- _TASK BRIEF_: Every entry needs to be printed exactly, please.

- _RECORDS TO PROCESS_:

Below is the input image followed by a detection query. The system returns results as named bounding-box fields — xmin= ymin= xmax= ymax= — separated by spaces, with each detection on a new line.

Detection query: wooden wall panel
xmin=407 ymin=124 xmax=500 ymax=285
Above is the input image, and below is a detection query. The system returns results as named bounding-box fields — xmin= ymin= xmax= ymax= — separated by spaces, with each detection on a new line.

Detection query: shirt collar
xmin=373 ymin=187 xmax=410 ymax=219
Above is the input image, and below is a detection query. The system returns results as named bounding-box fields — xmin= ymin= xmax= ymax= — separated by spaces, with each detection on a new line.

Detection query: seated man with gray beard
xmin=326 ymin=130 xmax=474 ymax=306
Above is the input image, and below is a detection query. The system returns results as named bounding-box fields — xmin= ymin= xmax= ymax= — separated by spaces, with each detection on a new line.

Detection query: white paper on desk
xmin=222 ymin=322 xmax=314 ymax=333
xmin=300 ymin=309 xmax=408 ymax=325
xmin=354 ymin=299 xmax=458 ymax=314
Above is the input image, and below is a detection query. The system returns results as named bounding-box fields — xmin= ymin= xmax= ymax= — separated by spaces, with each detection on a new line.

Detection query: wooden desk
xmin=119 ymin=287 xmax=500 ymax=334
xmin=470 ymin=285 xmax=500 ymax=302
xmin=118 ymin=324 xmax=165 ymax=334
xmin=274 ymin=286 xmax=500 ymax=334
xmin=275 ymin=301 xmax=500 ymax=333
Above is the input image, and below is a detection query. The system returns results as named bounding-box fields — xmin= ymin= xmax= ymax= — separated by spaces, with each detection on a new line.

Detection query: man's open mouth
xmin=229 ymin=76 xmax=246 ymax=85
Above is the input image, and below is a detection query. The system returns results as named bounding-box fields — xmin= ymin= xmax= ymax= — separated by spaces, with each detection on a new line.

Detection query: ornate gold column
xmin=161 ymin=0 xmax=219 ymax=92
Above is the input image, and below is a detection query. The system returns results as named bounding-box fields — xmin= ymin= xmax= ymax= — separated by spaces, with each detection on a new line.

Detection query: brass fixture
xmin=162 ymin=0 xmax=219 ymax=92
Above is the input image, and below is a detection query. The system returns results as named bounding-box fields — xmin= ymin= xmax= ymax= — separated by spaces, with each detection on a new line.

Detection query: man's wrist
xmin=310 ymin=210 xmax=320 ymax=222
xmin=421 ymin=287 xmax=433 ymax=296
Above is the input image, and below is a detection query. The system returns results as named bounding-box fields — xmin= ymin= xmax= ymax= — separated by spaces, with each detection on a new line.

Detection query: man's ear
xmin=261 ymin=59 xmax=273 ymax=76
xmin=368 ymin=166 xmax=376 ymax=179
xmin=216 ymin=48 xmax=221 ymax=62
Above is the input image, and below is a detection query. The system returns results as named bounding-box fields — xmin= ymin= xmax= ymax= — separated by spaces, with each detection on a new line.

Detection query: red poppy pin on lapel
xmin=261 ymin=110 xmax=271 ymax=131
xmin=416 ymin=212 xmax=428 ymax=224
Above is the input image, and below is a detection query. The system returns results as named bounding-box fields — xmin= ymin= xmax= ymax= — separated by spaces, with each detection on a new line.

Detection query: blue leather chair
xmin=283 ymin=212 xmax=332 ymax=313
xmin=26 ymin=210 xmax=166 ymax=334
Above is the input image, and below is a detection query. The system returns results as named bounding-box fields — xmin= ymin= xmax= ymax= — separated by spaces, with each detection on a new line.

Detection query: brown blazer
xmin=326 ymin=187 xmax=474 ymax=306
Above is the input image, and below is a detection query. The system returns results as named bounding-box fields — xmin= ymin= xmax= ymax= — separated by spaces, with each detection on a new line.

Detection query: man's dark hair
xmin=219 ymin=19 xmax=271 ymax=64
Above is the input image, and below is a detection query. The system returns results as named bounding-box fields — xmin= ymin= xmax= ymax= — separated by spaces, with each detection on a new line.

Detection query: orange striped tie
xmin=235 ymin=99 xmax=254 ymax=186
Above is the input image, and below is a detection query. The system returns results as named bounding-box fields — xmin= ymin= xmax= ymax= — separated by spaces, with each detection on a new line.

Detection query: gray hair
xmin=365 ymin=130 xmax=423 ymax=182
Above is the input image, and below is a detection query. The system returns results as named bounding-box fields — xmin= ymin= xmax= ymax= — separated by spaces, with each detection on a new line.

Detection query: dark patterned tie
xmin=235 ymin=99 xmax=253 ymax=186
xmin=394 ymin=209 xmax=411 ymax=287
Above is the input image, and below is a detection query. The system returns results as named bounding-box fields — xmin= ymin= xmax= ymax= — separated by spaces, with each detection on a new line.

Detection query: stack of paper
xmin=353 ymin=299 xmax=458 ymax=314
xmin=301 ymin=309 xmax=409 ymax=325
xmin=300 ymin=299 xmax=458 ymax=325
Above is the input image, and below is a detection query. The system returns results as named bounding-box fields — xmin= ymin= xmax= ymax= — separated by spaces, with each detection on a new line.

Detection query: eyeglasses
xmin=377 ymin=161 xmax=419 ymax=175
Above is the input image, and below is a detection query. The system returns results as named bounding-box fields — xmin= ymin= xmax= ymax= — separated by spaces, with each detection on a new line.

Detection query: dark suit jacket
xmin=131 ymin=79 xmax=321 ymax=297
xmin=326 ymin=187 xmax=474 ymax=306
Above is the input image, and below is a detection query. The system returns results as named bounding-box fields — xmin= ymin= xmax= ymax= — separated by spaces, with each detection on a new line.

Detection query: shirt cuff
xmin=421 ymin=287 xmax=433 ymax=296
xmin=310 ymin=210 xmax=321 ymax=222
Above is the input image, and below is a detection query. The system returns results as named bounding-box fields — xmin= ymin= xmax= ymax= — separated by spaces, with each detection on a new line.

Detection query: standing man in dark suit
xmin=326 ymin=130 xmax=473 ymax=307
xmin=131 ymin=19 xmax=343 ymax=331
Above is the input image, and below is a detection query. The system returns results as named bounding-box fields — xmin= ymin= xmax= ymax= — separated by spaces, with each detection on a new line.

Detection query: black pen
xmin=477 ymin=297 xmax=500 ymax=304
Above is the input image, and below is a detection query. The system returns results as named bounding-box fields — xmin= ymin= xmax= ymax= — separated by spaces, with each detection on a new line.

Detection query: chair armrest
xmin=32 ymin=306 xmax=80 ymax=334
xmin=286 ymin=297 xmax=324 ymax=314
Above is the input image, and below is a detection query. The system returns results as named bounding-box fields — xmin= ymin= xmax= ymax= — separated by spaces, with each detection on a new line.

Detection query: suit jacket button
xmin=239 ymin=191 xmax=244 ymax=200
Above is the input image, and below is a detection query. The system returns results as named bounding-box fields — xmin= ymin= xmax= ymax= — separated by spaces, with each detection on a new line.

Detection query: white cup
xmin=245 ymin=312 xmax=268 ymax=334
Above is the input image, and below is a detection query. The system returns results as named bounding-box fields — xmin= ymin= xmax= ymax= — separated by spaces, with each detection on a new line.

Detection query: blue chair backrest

- _FINAL ANSWER_:
Below is the input image followed by a detection query. The system returns results as named bounding-box fields — xmin= ymin= xmax= ymax= — separated by spaces, with each detection on a new line.

Detection query: wooden wall panel
xmin=407 ymin=124 xmax=500 ymax=285
Above is the input image, and below is a detection query. The system returns results as named bounding-box fields — xmin= ymin= xmax= ymax= — separated by spaces, with each detection on a new line.

Detection query: shirt collar
xmin=373 ymin=187 xmax=410 ymax=219
Above is the input image, and below is a detection query. The system returns results as named bounding-box fields — xmin= ymin= xmax= ymax= — separated by spaces, with each detection on a new line.

Detection query: seated man with gray beard
xmin=326 ymin=130 xmax=474 ymax=306
Above is the input image, and below is a detection query. The system returns results as named bounding-box fields — xmin= ymin= xmax= ymax= — separated by spaces, with each detection on a new line.

Detection query: white paper on desk
xmin=222 ymin=322 xmax=314 ymax=333
xmin=300 ymin=309 xmax=408 ymax=325
xmin=354 ymin=299 xmax=458 ymax=314
Above is the input image, and below is a detection query. The system returns results as named bounding-box fields — xmin= ymin= xmax= ymax= — separated by spaces, with each detection on a new line.

Detection query: wooden desk
xmin=119 ymin=287 xmax=500 ymax=334
xmin=470 ymin=285 xmax=500 ymax=302
xmin=118 ymin=324 xmax=165 ymax=334
xmin=274 ymin=286 xmax=500 ymax=334
xmin=275 ymin=301 xmax=500 ymax=333
Above is the input image, and below is a detection query. The system returns results as named bounding-box fields — xmin= ymin= xmax= ymax= — separated by spaces, with each detection on a new line.

Detection query: man's open mouth
xmin=229 ymin=76 xmax=246 ymax=85
Above is the input image, and below is a detection query. The system returns results as named bounding-box fields — xmin= ymin= xmax= ymax= — separated by spaces, with each detection on a new line.

Detection query: ornate gold column
xmin=161 ymin=0 xmax=219 ymax=92
Above is the input image, and below is a detection query. The system returns results as named bounding-box fields — xmin= ymin= xmax= ymax= — separated by spaces, with each detection on a new line.

Detection query: brass fixture
xmin=162 ymin=0 xmax=219 ymax=92
Above is the input image, and below is a detection query. The system returns results as named bounding-box fields — xmin= ymin= xmax= ymax= — separated by spaces, with each detection on a new line.

Detection query: man's wrist
xmin=310 ymin=210 xmax=320 ymax=222
xmin=421 ymin=287 xmax=433 ymax=296
Above is the input image, and below is a detection query. The system returns results as named bounding-box fields — xmin= ymin= xmax= ymax= — separated by spaces, with each detection on a new line.

Detection query: man's ear
xmin=261 ymin=59 xmax=273 ymax=76
xmin=368 ymin=166 xmax=376 ymax=179
xmin=216 ymin=48 xmax=221 ymax=62
Above is the input image, and below is a detection query. The system returns results as named bounding-box fields — xmin= ymin= xmax= ymax= — separated by spaces, with each detection on a new line.

Detection query: red poppy pin on lapel
xmin=261 ymin=110 xmax=271 ymax=131
xmin=416 ymin=212 xmax=428 ymax=224
Above is the input image, and below is a detection query. The system returns results as named bounding-box fields — xmin= ymin= xmax= ymax= — separated by spaces, with each detection on a new line.

Detection query: blue leather chair
xmin=283 ymin=212 xmax=332 ymax=313
xmin=26 ymin=210 xmax=166 ymax=334
Above is the input image, and below is a detection query. The system returns results as named bounding-box fields — xmin= ymin= xmax= ymax= — separated by spaces, with each detection on a new line.

Detection query: brown blazer
xmin=326 ymin=187 xmax=474 ymax=306
Above is the input image, and below is a detection query. The system returns results as named bounding-box fields — xmin= ymin= xmax= ymax= — separated by spaces, with each detection on a new line.

Detection query: man's dark hair
xmin=219 ymin=19 xmax=271 ymax=64
Above is the input image, and below is a detection query. The system returns results as named bounding-box fields — xmin= ymin= xmax= ymax= — separated by spaces, with each detection on a new line.

Detection query: orange striped tie
xmin=235 ymin=99 xmax=254 ymax=186
Above is the input image, and below is a detection query. The system returns results as named bounding-box fields — xmin= ymin= xmax= ymax= — separated by spaces, with each detection on a new line.

Detection query: gray hair
xmin=365 ymin=130 xmax=423 ymax=182
Above is the input image, and below is a detection query. The system returns results as named bounding-box fields — xmin= ymin= xmax= ymax= — separated by spaces, with each detection on a new line.

Detection query: dark patterned tie
xmin=235 ymin=99 xmax=253 ymax=186
xmin=394 ymin=209 xmax=411 ymax=287
Above is the input image, and below is a detection query. The system returns results as named bounding-box fields — xmin= ymin= xmax= ymax= — separated by spaces, with each detection on a new line.

Detection query: stack of paper
xmin=353 ymin=299 xmax=458 ymax=314
xmin=301 ymin=309 xmax=409 ymax=325
xmin=300 ymin=299 xmax=458 ymax=325
Above is the input image, and below is a detection query. The system returns results as named bounding-box fields — xmin= ymin= xmax= ymax= — separated by spaces, with each detection on a new line.

Detection query: eyeglasses
xmin=377 ymin=161 xmax=419 ymax=175
Above is the input image, and below is a detection query. The system returns results as named bounding-box fields — xmin= ymin= xmax= ymax= — separated by spaces, with each detection on a new line.

Detection query: dark suit jacket
xmin=131 ymin=79 xmax=321 ymax=297
xmin=326 ymin=187 xmax=474 ymax=306
Above is the input image, and below is a detection query. The system returns results as named bounding-box fields — xmin= ymin= xmax= ymax= — separated by spaces, with each detection on a new line.

Detection query: shirt cuff
xmin=421 ymin=287 xmax=433 ymax=296
xmin=310 ymin=210 xmax=321 ymax=222
Above is the input image, and below is a detection query. The system returns results as named bounding-box fields — xmin= ymin= xmax= ymax= — separated by spaces, with each detection on a new line.

Detection query: standing man in dark suit
xmin=326 ymin=130 xmax=473 ymax=307
xmin=131 ymin=19 xmax=343 ymax=331
Above is the input image, and below is a detection query. The system returns results as named bounding-box fields — xmin= ymin= xmax= ymax= — separated by spaces, with each detection on a new line.

Detection query: black pen
xmin=477 ymin=297 xmax=500 ymax=304
Above is the input image, and below is a detection query. The system returns results as named bounding-box fields — xmin= ymin= xmax= ymax= — separated by spaces, with each detection on a new line.

Detection query: chair armrest
xmin=32 ymin=306 xmax=80 ymax=334
xmin=286 ymin=297 xmax=324 ymax=314
Above is the input image, and below is a detection query. The system returns results as named bounding-box fields — xmin= ymin= xmax= ymax= — separated by spaces, with each detection on a new line.

Detection query: suit jacket button
xmin=239 ymin=191 xmax=244 ymax=200
Above is the input image, and below is a detection query. The system returns results as named bounding-box fields — xmin= ymin= xmax= ymax= — separated by spaces, with each detection on a new line.

Detection query: white cup
xmin=245 ymin=312 xmax=268 ymax=334
Above is the input image, and below is a detection query. The system returns results as named bounding-box fields — xmin= ymin= xmax= ymax= — separated by spaces, with each detection on a new line.

Detection query: blue chair backrest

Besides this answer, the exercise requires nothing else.